Locate each line in the entries below that contains the string "tuples" and copy those lines out in full.

— start of Data extract —

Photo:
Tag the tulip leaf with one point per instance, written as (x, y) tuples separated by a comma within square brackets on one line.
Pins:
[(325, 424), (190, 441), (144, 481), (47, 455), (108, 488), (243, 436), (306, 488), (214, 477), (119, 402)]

— end of Data extract —
— start of Data extract —

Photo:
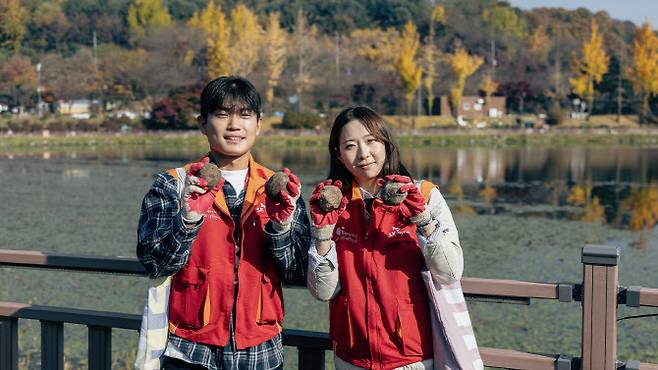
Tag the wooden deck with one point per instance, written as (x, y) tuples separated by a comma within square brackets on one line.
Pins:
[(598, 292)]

— end of Data extract —

* [Exercise answer]
Tag the tulip leaf with one point per instance, written as (x, y) tuples separated by a comma within square brackets on one line.
Tag the wooden deck with one point per instance, written as (x, y) tuples separated by a comma within square brackets on one line.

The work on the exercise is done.